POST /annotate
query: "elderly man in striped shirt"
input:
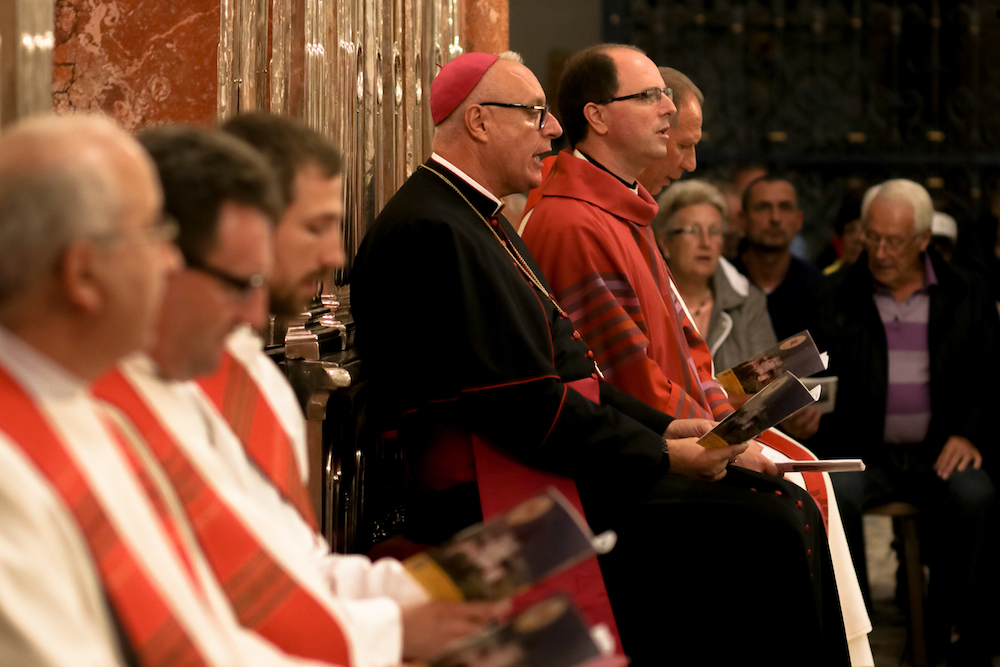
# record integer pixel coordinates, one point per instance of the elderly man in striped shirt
(914, 343)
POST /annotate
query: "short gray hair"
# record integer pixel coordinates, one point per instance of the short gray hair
(687, 193)
(48, 202)
(906, 192)
(683, 88)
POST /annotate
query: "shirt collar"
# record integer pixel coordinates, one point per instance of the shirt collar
(634, 187)
(472, 182)
(36, 371)
(930, 277)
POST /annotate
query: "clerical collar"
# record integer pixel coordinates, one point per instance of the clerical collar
(468, 179)
(634, 186)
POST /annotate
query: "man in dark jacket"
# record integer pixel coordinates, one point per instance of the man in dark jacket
(913, 342)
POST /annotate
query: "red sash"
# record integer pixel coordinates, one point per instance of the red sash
(265, 598)
(504, 483)
(815, 484)
(236, 394)
(158, 639)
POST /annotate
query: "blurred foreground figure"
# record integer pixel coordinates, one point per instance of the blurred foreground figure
(279, 574)
(99, 566)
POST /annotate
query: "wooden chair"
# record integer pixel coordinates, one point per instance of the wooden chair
(910, 560)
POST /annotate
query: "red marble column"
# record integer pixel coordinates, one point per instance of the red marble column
(485, 25)
(140, 61)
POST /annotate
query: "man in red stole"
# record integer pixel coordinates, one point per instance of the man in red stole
(98, 567)
(590, 233)
(277, 572)
(468, 348)
(250, 392)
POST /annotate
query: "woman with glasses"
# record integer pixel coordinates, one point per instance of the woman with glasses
(729, 312)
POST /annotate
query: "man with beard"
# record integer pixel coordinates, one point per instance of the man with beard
(308, 245)
(772, 217)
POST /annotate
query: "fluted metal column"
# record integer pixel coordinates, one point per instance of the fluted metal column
(26, 43)
(243, 56)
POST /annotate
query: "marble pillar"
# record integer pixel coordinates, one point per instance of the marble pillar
(141, 62)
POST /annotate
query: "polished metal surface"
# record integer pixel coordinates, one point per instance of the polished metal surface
(26, 44)
(243, 56)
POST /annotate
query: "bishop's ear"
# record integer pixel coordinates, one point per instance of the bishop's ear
(78, 276)
(594, 114)
(476, 118)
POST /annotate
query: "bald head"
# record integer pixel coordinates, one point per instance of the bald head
(85, 260)
(495, 83)
(64, 178)
(494, 135)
- - -
- **Task requirements**: Copy out each record shown above without alteration, skipping any picture.

- **Answer space**:
POST /annotate
query: "elderly man in striped shirt"
input:
# record integer pixel coordinates, one point per instance of the elderly man in striped shirt
(914, 343)
POST /annotate
query: "short gray hair"
# record integer pixel coordinates, one point per instance of the short gray hair
(687, 193)
(48, 202)
(906, 192)
(683, 88)
POST /annotate
query: "shirt collar"
# record integer pixel coordinates, one point per instance of the shirt collar
(634, 187)
(472, 182)
(36, 371)
(930, 277)
POST /annotate
query: "clerical collar"
# record integer pixel coordinates, one point per instance of the clerical collar
(468, 179)
(634, 186)
POST /annotate
query: "man in dark jacket"
# record integer pixel coordinates, one point per instance of the man in dark jacket
(913, 342)
POST /annotate
query: "red sash"
# record integer pixel coordinates, one point per instance of the red sash
(265, 598)
(504, 483)
(815, 484)
(236, 394)
(158, 639)
POST /annotate
query: "blurred foreground figure"
# record integer pixel coordinates, one point per instance of the blurred foreground figure
(279, 574)
(99, 566)
POST /annotate
query: "wooden chair"
# record integer pixel coordinates, one point per instance of the wooden chair
(910, 560)
POST /annotate
query: "red marble column"
# record integer pixel coordinates, one point per instance of the red marble column
(485, 25)
(140, 61)
POST /annotate
query: "man in red stole"
# record integer pixel coordinates, one point per instance of the man in red stole
(98, 567)
(590, 233)
(277, 572)
(468, 348)
(250, 392)
POST /annotate
query: "woman with glasses"
# record integer pixel coordinates, one point per instance of the woman with glasses
(729, 312)
POST /annotate
query: "man with beard"
# record integer pixel coordinates, one point per instance of the man with beard
(308, 245)
(772, 217)
POST /annotate
query: "fluted metal column"
# record integer pixel coordinates, one point per instance of the fluted metal column
(26, 43)
(243, 56)
POST /annotate
query: "marble pillar"
# record integer pixel coordinates, one point per instance of the marble pillar
(141, 62)
POST /annotate
query: "polished metal surface"
# record integer pixel coordinates, one point per instance of the polished metal surface
(26, 44)
(243, 56)
POST /annotate
query: "bishop's ear"
# record integer pixel coordinates, one point per instance of the bishop's ear
(78, 276)
(594, 114)
(476, 118)
POST /annotate
query: "bald head"
# record integer pixel coordinates, one point per instance of the bald head
(85, 260)
(495, 83)
(64, 178)
(494, 135)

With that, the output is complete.